• **Description of the task**
Please give every entry again, exactly as it reads.

• **Data supplied**
----
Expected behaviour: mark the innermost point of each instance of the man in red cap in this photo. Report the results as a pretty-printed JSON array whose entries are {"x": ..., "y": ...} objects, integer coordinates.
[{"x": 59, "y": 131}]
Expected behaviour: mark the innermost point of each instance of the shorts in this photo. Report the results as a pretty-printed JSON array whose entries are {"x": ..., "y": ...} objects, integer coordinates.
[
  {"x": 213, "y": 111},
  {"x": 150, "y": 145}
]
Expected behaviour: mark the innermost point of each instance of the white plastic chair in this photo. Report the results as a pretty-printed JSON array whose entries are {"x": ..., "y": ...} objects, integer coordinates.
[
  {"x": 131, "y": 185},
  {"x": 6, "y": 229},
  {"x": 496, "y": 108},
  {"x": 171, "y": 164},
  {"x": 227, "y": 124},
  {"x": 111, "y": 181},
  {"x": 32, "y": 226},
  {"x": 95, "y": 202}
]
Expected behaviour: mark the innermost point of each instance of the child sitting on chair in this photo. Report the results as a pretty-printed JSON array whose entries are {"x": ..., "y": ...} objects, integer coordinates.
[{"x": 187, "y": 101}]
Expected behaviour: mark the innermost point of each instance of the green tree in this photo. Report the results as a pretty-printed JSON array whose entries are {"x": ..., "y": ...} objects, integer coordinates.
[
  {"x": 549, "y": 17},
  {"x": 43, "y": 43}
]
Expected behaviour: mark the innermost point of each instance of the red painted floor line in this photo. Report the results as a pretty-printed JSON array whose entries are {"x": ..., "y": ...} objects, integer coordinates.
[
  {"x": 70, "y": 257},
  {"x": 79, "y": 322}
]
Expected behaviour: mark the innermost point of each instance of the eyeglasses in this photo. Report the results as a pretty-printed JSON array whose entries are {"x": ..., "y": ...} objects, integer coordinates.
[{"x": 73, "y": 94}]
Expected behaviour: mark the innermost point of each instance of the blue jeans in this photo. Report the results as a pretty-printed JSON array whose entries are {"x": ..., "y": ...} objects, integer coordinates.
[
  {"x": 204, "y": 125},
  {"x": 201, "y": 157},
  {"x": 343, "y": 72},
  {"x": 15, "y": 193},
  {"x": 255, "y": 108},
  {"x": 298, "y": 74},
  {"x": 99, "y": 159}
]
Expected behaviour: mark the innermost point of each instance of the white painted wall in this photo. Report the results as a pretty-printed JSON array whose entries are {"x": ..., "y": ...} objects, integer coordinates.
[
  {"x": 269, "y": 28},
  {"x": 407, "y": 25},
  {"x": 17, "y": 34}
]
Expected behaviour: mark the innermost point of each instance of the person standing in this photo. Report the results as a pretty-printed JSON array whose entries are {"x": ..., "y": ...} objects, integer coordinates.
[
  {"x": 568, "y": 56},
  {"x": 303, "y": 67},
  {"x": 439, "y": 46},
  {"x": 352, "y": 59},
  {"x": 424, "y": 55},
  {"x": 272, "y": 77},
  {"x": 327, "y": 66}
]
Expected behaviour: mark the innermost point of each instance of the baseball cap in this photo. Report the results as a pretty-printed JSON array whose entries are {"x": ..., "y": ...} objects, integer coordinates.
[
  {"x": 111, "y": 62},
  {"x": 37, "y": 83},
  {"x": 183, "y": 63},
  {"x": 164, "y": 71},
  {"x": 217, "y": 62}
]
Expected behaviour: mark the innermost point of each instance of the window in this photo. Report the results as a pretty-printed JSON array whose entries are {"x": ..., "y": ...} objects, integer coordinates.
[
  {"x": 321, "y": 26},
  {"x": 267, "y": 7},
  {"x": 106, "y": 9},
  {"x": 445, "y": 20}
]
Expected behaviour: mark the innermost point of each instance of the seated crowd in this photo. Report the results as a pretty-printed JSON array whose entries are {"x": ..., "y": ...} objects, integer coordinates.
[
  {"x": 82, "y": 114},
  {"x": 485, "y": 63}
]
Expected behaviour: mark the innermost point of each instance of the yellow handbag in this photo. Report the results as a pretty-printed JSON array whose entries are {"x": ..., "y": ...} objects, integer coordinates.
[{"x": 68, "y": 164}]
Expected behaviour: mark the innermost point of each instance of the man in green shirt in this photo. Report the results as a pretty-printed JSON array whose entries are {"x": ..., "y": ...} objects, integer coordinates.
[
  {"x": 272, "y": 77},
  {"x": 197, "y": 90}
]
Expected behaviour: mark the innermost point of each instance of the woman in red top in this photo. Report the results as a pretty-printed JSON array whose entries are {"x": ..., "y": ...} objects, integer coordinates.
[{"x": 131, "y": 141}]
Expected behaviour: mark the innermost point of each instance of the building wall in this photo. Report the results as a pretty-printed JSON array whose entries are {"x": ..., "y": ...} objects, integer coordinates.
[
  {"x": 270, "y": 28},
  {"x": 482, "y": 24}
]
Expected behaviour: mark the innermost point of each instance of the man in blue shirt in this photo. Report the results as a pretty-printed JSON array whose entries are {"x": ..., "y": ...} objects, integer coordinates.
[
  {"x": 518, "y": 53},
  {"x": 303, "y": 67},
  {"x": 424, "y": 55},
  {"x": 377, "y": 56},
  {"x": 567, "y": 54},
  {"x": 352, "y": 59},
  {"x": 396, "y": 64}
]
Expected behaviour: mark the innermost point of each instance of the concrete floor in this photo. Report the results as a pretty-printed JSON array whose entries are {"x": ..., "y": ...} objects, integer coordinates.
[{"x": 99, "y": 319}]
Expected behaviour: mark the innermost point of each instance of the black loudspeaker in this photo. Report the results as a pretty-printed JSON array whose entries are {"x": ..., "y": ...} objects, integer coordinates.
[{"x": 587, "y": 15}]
----
• **Answer space**
Expected behaviour: mark the innermost point of each instance of the man in red cap in this photo. Report the results as a pretty-printed JSON array whose entries are {"x": ..., "y": ...} objects, integer coordinates.
[{"x": 59, "y": 131}]
Expected behaviour: mark the innermost point of each instance of the shorts in this photo. Report the results as a pretty-printed JSON array whose entries are {"x": ..., "y": ...} objects, integer coordinates.
[
  {"x": 213, "y": 111},
  {"x": 150, "y": 145}
]
Expected behaviour: mark the innermost point of each instance of the white plastic chair in this photo. Report the results as a pretty-printed JSON array whose entries are {"x": ..., "y": ...} objects, integer coordinates.
[
  {"x": 131, "y": 185},
  {"x": 6, "y": 229},
  {"x": 496, "y": 108},
  {"x": 171, "y": 164},
  {"x": 227, "y": 124},
  {"x": 111, "y": 181},
  {"x": 32, "y": 226},
  {"x": 95, "y": 202}
]
Expected behaviour: mark the innermost point of each instance of the child sitting on chair in this photo. Report the results as a pretty-printed JSON array whose entries are {"x": ..., "y": ...} objects, integer coordinates.
[{"x": 187, "y": 101}]
Expected behaviour: mark the innermost point of each instance of the green tree in this photo. Report the results as a pretty-printed JSON array whose entries are {"x": ..., "y": ...} objects, integer coordinates.
[
  {"x": 549, "y": 17},
  {"x": 43, "y": 43}
]
Expected behaviour: mark the innermost point of each instance of the red painted floor line in this photo. Report the results as a pretty-printed JSON array whose entries are {"x": ..., "y": ...} objects, integer coordinates.
[
  {"x": 70, "y": 257},
  {"x": 79, "y": 322}
]
Expected behaviour: mark the innermost point of each instance of the eyeglasses in this photo. Report the results as a pretty-printed JSON array whose entries are {"x": ..., "y": ...} objects, integer coordinates.
[{"x": 73, "y": 94}]
Expected behaviour: mark the innermost point of each instance of the blue jeans in this photo. Report the results as a pretty-printed JSON array whose entries are {"x": ..., "y": ...} objects, integer coordinates.
[
  {"x": 204, "y": 125},
  {"x": 201, "y": 157},
  {"x": 343, "y": 72},
  {"x": 15, "y": 193},
  {"x": 255, "y": 108},
  {"x": 298, "y": 74},
  {"x": 99, "y": 159}
]
Expected behaviour: mark the innermost point of each instance of the white painted wall in this photo. Report the results as a pretty-printed JSON array whose entries are {"x": ..., "y": ...} objects, integer coordinates.
[
  {"x": 269, "y": 28},
  {"x": 407, "y": 25},
  {"x": 17, "y": 34}
]
Expected behaviour: mark the innermost point of each instance of the person standing in this photo. Report the results as a pretty-printed JSON array whose entries are {"x": ..., "y": ...} objects, integer coordinates.
[
  {"x": 568, "y": 56},
  {"x": 303, "y": 67},
  {"x": 439, "y": 46},
  {"x": 352, "y": 59},
  {"x": 424, "y": 55},
  {"x": 272, "y": 77},
  {"x": 327, "y": 66}
]
Expected behaviour: mark the innermost point of each instance of the baseball cap in this photo. Report the results as a pretty-printed JSON array whose entries are {"x": ..., "y": ...} objects, integer coordinates.
[
  {"x": 111, "y": 62},
  {"x": 37, "y": 83},
  {"x": 183, "y": 63},
  {"x": 164, "y": 71},
  {"x": 217, "y": 62}
]
Expected behaviour: mark the innermost point of each instance of the window in this photo. Report the results as a pretty-printed JSON array whose entries are {"x": ..., "y": ...} objects, integer coordinates.
[
  {"x": 321, "y": 26},
  {"x": 267, "y": 7},
  {"x": 106, "y": 9},
  {"x": 445, "y": 20}
]
Expected behaviour: mark the innermost point of each instance of the seated crowd in this photo. Report the results as a pretty-printed JSON array whose entries are {"x": ..., "y": ...} objects, integer coordinates.
[
  {"x": 82, "y": 114},
  {"x": 485, "y": 63}
]
Expected behaviour: mark the innermost point of each instance of the yellow handbag in this photo. Report the results as a pretty-printed JSON array whose entries are {"x": ..., "y": ...} objects, integer coordinates.
[{"x": 68, "y": 164}]
Expected behaviour: mark the innermost point of each instance of the man in green shirt in this photo. Report the results as a pretty-printed JSON array whose entries are {"x": ..., "y": ...} objects, integer coordinates.
[
  {"x": 272, "y": 77},
  {"x": 197, "y": 90}
]
Expected behaviour: mark the innermost point of each instance of the woman in red top in this photo. Report the results as a pretty-printed JSON array whose entries are {"x": ..., "y": ...} objects, integer coordinates.
[{"x": 131, "y": 141}]
Expected behaviour: mark the innermost point of each instance of the building wall in this photo. Report the results as a pretty-printed JSON array whose entries are {"x": ..., "y": ...} objects, integer coordinates.
[
  {"x": 270, "y": 28},
  {"x": 482, "y": 24}
]
Expected behaviour: mark the innermost point of each instance of the man in blue shirt in this photo. Report the results as a pretty-printed JSON array whose entries are {"x": ..., "y": ...} objects, integer coordinates.
[
  {"x": 518, "y": 53},
  {"x": 303, "y": 67},
  {"x": 424, "y": 55},
  {"x": 377, "y": 56},
  {"x": 567, "y": 54},
  {"x": 352, "y": 59},
  {"x": 396, "y": 64}
]
Expected behaviour: mark the innermost point of each instance of the concrete floor in this photo. Report the results as a pretty-printed JSON array whose entries are {"x": ..., "y": ...} objects, integer coordinates.
[{"x": 99, "y": 319}]
Expected behaviour: mark the innermost point of each instance of the black loudspeaker in this photo. Report the results as a pretty-printed JSON array whose entries are {"x": ..., "y": ...} objects, integer coordinates.
[{"x": 587, "y": 15}]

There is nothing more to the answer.